The campaign Donald Trump is fashioning to fight against the investigation of his various corruption scandals, however, is entirely different. It springs from his own chaotic mind, and proceeds without regard to facts or logic. And it might not even matter.
Let's begin with the president's own synopsis of the current situation:
For the record, there is no "SPY scandal." As part of a counterintelligence operation, an FBI informant reached out to people on the Trump campaign whom the bureau knew had contact with Russians in an attempt to ascertain how Russia was trying to manipulate the U.S. election. Trump took that fact and turned it around to level the false charge that the FBI was spying on him and his campaign. But once this charge emerged, it rocketed through the conservative media ecosystem, repeated over the course of just a few days in The Wall Street Journal, National Review, conservative websites like Breitbart and The Federalist, conservative talk radio shows, and multiple programs on Fox News, where it was given so much coverage you'd think it was a royal wedding.

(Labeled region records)
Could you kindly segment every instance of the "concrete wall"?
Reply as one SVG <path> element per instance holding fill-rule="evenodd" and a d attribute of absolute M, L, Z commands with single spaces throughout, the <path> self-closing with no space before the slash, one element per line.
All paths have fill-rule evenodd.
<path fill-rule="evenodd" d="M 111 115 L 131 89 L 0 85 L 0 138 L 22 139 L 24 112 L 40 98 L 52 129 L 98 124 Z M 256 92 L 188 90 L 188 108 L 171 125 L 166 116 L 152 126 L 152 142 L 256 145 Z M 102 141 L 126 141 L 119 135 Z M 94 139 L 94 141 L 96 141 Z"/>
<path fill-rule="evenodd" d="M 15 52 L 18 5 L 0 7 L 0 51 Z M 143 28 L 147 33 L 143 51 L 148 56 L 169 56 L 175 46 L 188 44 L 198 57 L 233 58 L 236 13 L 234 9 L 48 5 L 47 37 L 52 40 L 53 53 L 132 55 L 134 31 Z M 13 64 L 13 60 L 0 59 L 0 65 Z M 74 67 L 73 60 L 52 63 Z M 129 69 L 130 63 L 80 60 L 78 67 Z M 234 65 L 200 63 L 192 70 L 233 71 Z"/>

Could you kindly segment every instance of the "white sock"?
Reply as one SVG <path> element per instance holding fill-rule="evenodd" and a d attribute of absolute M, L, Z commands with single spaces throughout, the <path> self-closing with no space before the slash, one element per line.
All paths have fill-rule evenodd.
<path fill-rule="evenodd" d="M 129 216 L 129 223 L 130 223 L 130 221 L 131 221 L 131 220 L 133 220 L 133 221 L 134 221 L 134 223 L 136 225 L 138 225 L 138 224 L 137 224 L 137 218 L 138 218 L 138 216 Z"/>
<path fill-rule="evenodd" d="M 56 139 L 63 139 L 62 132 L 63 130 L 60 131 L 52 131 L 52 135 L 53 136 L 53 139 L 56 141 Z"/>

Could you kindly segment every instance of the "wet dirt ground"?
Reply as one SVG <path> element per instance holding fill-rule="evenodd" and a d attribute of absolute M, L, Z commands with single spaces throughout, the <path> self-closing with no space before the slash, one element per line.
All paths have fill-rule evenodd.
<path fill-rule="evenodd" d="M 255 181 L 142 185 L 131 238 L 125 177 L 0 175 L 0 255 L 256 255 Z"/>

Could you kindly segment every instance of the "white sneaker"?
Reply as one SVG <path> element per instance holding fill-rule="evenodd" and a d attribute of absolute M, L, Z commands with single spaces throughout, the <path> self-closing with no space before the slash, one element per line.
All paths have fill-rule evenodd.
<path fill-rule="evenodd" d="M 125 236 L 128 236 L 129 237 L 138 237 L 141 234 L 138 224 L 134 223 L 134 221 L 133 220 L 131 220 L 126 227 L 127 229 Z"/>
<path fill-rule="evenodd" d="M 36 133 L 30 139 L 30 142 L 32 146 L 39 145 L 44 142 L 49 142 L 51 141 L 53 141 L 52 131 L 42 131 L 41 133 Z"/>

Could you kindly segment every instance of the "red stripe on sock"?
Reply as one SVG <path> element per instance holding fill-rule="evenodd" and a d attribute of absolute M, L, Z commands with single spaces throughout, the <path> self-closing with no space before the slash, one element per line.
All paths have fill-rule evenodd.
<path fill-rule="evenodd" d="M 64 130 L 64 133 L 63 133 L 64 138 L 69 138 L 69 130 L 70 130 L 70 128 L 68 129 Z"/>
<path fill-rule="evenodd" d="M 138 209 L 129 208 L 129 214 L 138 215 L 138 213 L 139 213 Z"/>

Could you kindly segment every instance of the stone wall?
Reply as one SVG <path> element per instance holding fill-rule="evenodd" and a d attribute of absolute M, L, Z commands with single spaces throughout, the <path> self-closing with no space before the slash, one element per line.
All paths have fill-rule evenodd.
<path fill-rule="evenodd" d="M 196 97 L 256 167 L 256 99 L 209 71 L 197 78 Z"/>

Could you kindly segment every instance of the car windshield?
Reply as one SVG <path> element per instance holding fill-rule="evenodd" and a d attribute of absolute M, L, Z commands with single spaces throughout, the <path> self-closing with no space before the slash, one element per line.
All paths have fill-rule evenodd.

**Work required:** Pick up the passage on Trump's fight against the corruption investigation right after its last sentence and carry it further.

**Answer to the exercise:**
And because this is the Trump era, a stupid idea like that one becomes the occasion for an appalling breach of ethics and norms, in which the president issues an order to the Justice Department to investigate the investigation of him and his campaign, and the Justice Department caves in. Then the president orders Justice to hand over highly classified information on the counterintelligence operation to his most shameless toady in Congress, Rep. Devin Nunes (R-Calif.), so Nunes can use it to discredit the investigation.
One might ask: Aren't those moves doomed to failure? After all, Robert Mueller is proceeding systematically, and he'll find what he finds whether Trump likes it or not, and no matter how much Sean Hannity's veins pulse in rage at it.
But the whole point is to discredit in advance anything Mueller finds as an obvious fabrication resulting from this Deep State conspiracy. As Gabriel Sherman of Vanity Fair reports, "According to people familiar with Trump's thinking, his team is attempting to build the case that anti-Trump forces in the FBI entrapped his advisers using informants to plant evidence about Russian collusion." Planting evidence!
And that's not all: "The president himself is convinced that the secret F.B.I. informant who reportedly met with several Trump campaign advisers in 2016 was not merely an informant, but an Obama political operative." In fact, the informant is a former official in Republican administrations who has done extensive work for the FBI and CIA.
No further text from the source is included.